*Goal*. Quote the full listing word for word.

——————

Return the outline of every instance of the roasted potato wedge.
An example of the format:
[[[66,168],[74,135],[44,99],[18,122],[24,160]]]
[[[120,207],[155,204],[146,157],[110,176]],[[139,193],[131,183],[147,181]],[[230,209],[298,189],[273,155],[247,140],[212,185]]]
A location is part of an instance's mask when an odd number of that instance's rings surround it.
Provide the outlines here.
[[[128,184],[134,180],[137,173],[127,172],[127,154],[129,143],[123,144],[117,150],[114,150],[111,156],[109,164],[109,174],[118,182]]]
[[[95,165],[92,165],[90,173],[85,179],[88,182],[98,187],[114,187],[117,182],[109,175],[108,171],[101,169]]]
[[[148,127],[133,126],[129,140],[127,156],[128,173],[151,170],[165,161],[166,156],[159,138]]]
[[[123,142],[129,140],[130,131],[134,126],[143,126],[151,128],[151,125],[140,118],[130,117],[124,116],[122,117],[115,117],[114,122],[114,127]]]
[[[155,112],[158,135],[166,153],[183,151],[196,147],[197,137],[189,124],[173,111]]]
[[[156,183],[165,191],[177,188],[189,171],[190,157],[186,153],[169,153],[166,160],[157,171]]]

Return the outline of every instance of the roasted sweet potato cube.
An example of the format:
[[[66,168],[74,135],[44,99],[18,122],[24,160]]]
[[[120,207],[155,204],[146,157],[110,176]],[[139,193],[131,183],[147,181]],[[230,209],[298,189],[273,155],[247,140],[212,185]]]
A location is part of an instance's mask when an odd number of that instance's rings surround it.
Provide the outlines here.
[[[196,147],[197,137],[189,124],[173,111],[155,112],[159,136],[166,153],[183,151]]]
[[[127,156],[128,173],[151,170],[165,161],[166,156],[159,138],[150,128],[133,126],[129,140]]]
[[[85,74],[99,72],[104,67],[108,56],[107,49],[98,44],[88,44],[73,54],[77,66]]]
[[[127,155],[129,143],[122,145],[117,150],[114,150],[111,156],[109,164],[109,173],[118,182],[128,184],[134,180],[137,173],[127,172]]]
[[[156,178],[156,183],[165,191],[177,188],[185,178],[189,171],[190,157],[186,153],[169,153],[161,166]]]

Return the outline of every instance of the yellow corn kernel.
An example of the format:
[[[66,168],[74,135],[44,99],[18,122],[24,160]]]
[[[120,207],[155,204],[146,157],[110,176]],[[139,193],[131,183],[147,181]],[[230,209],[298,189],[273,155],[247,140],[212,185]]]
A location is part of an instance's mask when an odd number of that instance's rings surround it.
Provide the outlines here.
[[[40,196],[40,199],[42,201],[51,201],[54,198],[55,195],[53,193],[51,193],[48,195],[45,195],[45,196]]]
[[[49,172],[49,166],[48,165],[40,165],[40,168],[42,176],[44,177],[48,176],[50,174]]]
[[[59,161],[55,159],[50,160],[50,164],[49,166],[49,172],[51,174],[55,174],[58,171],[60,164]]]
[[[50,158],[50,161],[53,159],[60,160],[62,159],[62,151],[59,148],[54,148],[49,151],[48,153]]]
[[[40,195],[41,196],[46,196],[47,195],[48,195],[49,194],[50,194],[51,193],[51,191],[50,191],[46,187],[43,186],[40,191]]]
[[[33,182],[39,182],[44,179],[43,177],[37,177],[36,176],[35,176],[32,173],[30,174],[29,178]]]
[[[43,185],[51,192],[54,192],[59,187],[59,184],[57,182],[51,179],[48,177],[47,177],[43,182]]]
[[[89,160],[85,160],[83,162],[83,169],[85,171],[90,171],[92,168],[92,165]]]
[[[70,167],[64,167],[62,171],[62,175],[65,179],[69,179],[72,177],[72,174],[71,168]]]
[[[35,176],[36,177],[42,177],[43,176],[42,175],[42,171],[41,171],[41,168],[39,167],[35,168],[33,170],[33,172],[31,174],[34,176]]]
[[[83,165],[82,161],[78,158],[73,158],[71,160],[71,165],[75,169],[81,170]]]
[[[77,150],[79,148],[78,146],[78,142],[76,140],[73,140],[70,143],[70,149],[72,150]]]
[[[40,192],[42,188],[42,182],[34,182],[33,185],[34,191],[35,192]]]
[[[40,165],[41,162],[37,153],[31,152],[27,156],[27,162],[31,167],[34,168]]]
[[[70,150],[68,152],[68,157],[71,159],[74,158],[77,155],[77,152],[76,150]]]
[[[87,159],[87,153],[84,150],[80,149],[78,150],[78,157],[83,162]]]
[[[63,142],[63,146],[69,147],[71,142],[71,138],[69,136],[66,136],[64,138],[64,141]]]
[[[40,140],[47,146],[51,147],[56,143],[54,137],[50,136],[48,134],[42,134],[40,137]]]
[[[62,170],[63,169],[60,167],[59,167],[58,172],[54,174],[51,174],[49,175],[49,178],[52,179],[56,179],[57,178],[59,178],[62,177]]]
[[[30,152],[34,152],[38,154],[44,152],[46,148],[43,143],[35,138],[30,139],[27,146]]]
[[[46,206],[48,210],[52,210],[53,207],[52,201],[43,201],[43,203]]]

——————

*Worked answer*.
Return the outline of every instance of the roasted potato wedge.
An example of the format:
[[[66,168],[74,135],[44,99],[18,122],[24,160]]]
[[[120,207],[155,204],[146,157],[110,176]],[[139,193],[131,183],[147,181]],[[230,209],[298,189],[273,155],[247,140],[212,185]]]
A location is part of an instance's mask when an odd number of that instance's rings surround it.
Provide the outlines here.
[[[128,184],[134,180],[137,173],[127,172],[127,154],[129,143],[123,144],[117,150],[114,150],[111,156],[109,164],[109,174],[118,182]]]
[[[95,165],[92,165],[90,173],[85,179],[88,182],[98,187],[114,187],[117,182],[109,175],[108,171],[101,169]]]
[[[148,127],[133,126],[129,140],[127,156],[128,173],[151,170],[165,161],[166,156],[159,138]]]
[[[123,142],[129,140],[130,131],[134,126],[143,126],[151,128],[151,125],[140,118],[130,117],[124,116],[122,117],[115,117],[114,122],[114,127]]]
[[[155,112],[158,135],[166,153],[183,151],[196,147],[197,137],[189,124],[173,111]]]
[[[156,183],[165,191],[177,188],[189,171],[190,157],[186,153],[169,153],[166,160],[157,171]]]

Return the outline of every instance of the roasted sweet potato cube.
An example of the format:
[[[66,168],[74,135],[44,99],[18,122],[24,160]]]
[[[120,207],[155,204],[146,157],[110,176]],[[139,193],[131,183],[147,181]],[[230,209],[298,189],[273,155],[247,140],[212,185]]]
A location is part of an instance's mask when an odd number of that instance's rings surround it.
Provide the outlines here.
[[[196,147],[197,137],[189,124],[173,111],[155,112],[159,136],[166,153],[183,151]]]
[[[127,156],[128,173],[151,170],[165,161],[166,156],[159,138],[150,128],[133,126],[129,140]]]
[[[85,74],[99,72],[104,67],[108,56],[107,49],[98,44],[88,44],[73,54],[77,66]]]
[[[127,155],[129,143],[122,145],[117,150],[114,150],[111,156],[109,164],[109,173],[118,182],[128,184],[134,180],[137,173],[127,172]]]
[[[156,178],[156,183],[165,191],[177,188],[185,178],[189,171],[190,157],[186,153],[169,153],[161,166]]]

Return the outline of every instance of the yellow corn kernel.
An example of the format:
[[[66,168],[74,135],[44,99],[18,122],[24,160]]]
[[[120,207],[155,204],[146,157],[110,176]],[[139,193],[131,183],[147,181]],[[230,209],[298,189],[273,155],[247,140],[212,185]]]
A location is part of an instance's mask when an odd number of that instance's rings surround it.
Provide the outlines here.
[[[40,196],[40,199],[42,201],[51,201],[54,198],[55,195],[53,193],[51,193],[48,195],[45,195],[45,196]]]
[[[49,172],[49,166],[48,165],[40,165],[40,168],[42,176],[44,177],[48,176],[50,174]]]
[[[59,161],[55,159],[50,160],[50,164],[49,166],[49,172],[51,174],[55,174],[58,171],[60,164]]]
[[[50,158],[50,161],[53,159],[60,160],[62,159],[62,151],[59,148],[54,148],[49,151],[48,153]]]
[[[40,195],[41,196],[46,196],[47,195],[48,195],[49,194],[50,194],[51,193],[51,191],[50,191],[46,187],[43,186],[40,191]]]
[[[33,182],[39,182],[44,179],[43,177],[37,177],[36,176],[35,176],[32,173],[30,174],[29,178]]]
[[[43,185],[51,192],[54,192],[59,187],[59,184],[57,182],[51,179],[48,177],[47,177],[43,182]]]
[[[89,160],[85,160],[83,162],[83,169],[85,171],[90,171],[92,168],[92,165]]]
[[[70,167],[64,167],[62,171],[62,175],[65,179],[69,179],[72,177],[72,174],[71,168]]]
[[[35,176],[36,177],[42,177],[43,176],[42,175],[42,171],[41,171],[41,168],[39,167],[35,168],[33,170],[33,172],[31,174],[34,176]]]
[[[83,165],[82,161],[78,158],[73,158],[71,160],[71,165],[75,169],[81,170]]]
[[[77,150],[79,148],[78,146],[78,142],[76,140],[73,140],[70,143],[70,149],[72,150]]]
[[[40,192],[42,188],[42,182],[34,182],[33,185],[34,191],[35,192]]]
[[[40,165],[41,162],[37,153],[31,152],[27,156],[27,162],[31,167],[34,168]]]
[[[70,150],[68,152],[68,157],[71,159],[74,158],[77,155],[77,152],[76,150]]]
[[[87,159],[87,153],[84,150],[80,149],[78,150],[78,157],[83,162]]]
[[[63,142],[63,146],[69,147],[71,142],[71,138],[69,136],[66,136],[64,138],[64,141]]]
[[[40,140],[47,146],[51,147],[56,143],[54,137],[50,136],[48,134],[42,134],[40,137]]]
[[[62,170],[63,169],[60,167],[59,167],[58,172],[54,174],[51,174],[49,175],[49,178],[52,179],[56,179],[57,178],[59,178],[62,177]]]
[[[30,152],[34,152],[38,154],[44,152],[46,148],[43,143],[35,138],[30,139],[27,146]]]
[[[46,206],[48,210],[52,210],[53,207],[52,201],[43,201],[43,203]]]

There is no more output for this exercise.